# start of GIVEN DATA
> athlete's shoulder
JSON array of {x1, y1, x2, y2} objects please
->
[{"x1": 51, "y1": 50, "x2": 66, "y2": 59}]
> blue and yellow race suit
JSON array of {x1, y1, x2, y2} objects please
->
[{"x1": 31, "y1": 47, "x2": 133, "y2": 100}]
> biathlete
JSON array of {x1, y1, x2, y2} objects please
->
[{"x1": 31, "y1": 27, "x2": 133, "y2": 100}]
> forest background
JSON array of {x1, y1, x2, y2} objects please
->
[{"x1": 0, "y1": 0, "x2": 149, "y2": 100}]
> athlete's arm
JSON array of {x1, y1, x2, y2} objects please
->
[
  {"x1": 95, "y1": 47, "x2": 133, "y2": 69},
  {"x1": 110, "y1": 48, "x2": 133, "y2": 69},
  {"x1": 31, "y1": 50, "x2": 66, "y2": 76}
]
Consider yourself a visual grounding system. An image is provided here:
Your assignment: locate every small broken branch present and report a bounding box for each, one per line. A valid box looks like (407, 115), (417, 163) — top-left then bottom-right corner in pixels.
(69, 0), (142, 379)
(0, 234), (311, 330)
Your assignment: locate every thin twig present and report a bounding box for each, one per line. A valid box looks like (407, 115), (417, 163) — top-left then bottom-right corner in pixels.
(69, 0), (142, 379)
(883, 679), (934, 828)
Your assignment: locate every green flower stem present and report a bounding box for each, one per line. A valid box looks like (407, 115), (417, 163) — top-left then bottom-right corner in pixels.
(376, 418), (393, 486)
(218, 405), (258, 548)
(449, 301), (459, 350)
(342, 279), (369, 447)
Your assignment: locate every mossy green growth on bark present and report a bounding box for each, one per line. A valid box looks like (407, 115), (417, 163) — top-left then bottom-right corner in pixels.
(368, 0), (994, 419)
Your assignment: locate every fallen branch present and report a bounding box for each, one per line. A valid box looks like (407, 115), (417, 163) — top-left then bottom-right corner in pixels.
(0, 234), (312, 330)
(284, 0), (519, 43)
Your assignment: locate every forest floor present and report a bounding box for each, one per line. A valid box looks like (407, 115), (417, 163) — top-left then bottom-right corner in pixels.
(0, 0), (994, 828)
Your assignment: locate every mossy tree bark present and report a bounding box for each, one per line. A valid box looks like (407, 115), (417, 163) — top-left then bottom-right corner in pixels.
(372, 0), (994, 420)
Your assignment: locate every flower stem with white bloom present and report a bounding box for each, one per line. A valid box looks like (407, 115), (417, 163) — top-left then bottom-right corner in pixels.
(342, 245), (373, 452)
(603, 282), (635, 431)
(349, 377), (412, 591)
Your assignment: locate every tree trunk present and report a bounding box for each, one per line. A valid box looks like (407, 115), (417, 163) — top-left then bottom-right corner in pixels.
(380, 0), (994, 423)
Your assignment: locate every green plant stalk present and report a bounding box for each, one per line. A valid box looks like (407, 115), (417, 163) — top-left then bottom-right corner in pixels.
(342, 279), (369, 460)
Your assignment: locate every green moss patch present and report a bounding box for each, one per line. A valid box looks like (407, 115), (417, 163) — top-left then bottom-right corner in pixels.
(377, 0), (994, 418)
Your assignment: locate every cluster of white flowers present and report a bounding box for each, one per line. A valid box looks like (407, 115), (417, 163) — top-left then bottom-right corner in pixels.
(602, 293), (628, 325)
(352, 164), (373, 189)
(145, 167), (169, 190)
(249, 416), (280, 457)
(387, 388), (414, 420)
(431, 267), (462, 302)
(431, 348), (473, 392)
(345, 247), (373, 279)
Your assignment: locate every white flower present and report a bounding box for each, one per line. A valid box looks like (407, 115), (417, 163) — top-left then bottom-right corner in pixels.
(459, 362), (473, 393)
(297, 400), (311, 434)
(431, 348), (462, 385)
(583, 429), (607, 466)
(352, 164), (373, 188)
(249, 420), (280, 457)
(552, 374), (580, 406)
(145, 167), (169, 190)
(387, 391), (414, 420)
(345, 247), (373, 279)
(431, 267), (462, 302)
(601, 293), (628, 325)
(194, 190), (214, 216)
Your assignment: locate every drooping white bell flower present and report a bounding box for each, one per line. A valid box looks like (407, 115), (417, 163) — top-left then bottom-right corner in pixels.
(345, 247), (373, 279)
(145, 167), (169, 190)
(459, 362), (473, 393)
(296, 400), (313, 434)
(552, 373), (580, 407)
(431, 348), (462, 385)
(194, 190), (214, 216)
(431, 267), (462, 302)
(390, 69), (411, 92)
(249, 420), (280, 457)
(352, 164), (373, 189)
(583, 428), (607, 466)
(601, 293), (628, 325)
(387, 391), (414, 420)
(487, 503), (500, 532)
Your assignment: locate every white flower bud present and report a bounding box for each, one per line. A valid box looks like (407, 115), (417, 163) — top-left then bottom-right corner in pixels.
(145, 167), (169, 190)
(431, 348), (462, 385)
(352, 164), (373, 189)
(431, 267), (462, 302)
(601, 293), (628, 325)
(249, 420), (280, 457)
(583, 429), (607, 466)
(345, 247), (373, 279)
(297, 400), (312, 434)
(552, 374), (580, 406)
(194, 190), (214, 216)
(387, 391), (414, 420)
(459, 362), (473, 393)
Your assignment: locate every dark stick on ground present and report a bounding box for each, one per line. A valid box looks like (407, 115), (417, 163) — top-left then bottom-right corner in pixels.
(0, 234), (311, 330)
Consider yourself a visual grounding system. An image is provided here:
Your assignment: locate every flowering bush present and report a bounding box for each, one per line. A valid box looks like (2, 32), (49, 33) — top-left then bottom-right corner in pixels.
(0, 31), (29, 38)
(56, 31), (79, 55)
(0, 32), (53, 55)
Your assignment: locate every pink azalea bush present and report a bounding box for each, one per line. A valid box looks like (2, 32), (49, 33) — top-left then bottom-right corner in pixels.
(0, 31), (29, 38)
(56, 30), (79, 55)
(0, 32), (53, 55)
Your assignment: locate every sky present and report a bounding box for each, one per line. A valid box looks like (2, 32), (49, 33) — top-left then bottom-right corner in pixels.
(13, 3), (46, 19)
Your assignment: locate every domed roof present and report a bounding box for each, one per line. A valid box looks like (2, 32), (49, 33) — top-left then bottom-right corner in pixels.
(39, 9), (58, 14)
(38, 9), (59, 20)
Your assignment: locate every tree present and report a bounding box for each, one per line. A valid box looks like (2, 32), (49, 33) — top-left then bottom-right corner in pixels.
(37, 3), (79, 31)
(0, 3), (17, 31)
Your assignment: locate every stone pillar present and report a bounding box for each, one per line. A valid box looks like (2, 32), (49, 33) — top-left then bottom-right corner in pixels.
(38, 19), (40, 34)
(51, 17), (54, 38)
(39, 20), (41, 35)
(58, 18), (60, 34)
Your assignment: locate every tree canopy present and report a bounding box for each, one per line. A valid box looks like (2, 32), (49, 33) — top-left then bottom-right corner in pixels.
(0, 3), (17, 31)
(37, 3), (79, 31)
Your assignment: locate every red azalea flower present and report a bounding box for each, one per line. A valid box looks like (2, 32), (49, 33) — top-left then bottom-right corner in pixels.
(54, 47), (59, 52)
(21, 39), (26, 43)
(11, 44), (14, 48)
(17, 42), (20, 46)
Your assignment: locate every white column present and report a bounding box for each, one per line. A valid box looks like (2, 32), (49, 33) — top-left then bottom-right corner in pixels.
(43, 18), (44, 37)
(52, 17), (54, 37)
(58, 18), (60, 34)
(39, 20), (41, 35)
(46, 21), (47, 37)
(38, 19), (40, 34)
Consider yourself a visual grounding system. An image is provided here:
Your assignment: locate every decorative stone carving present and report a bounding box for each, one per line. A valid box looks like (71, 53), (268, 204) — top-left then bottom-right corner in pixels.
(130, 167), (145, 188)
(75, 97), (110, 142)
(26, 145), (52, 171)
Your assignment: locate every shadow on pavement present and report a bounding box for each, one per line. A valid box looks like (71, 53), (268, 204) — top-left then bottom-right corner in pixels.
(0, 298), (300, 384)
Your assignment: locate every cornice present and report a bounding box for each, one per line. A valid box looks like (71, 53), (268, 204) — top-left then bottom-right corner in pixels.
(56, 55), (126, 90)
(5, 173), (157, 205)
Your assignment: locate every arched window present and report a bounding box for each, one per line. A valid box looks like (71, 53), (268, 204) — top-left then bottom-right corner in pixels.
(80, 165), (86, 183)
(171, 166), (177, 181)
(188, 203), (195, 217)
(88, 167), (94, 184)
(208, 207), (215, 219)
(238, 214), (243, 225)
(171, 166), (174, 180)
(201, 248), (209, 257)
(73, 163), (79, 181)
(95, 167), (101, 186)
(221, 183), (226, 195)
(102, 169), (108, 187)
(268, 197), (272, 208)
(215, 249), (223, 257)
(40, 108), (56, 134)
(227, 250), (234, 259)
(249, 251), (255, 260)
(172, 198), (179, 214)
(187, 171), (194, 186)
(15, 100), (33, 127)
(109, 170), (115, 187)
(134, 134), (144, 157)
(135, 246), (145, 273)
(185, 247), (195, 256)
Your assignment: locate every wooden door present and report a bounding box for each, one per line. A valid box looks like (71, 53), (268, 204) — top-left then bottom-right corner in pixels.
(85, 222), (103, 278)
# end of GIVEN DATA
* **STATED GOAL**: Copy the records word for word, from the very start through the line containing "(342, 279), (369, 447)", with both ends included.

* **ANSWER FOR THE TASK**:
> athlete's shoulder
JSON array of {x1, y1, x2, y2} objects please
->
[{"x1": 51, "y1": 50, "x2": 66, "y2": 59}]
> blue and yellow race suit
JSON array of {x1, y1, x2, y2} objects please
->
[{"x1": 31, "y1": 47, "x2": 133, "y2": 100}]
> biathlete
JSON array of {x1, y1, x2, y2} objects please
->
[{"x1": 31, "y1": 27, "x2": 133, "y2": 100}]
> forest background
JSON array of {x1, y1, x2, y2} objects please
->
[{"x1": 0, "y1": 0, "x2": 149, "y2": 100}]
> athlete's arm
JSON array of {x1, y1, x2, y2} objects please
->
[
  {"x1": 95, "y1": 47, "x2": 133, "y2": 69},
  {"x1": 110, "y1": 48, "x2": 133, "y2": 69},
  {"x1": 31, "y1": 50, "x2": 66, "y2": 76}
]
Consider yourself a visual grounding system. An image is provided here:
Your assignment: locate every small broken branch present and report a bounding box for each, one per line. A valid box looks like (407, 115), (417, 163) — top-left then bottom-right corner in pixels.
(69, 0), (142, 379)
(0, 234), (311, 330)
Your assignment: locate every thin twig present and report a bounding box for each, one per line. A valid box looks like (407, 115), (417, 163) — top-left then bottom-right corner in pixels.
(69, 0), (142, 379)
(883, 679), (934, 828)
Your assignment: locate every green flower stem present and report a bounding box for each, one per line. A valid box looks like (407, 115), (417, 163) — top-left then bottom-right corner in pixels.
(376, 418), (393, 486)
(218, 405), (258, 548)
(449, 301), (459, 350)
(342, 279), (369, 447)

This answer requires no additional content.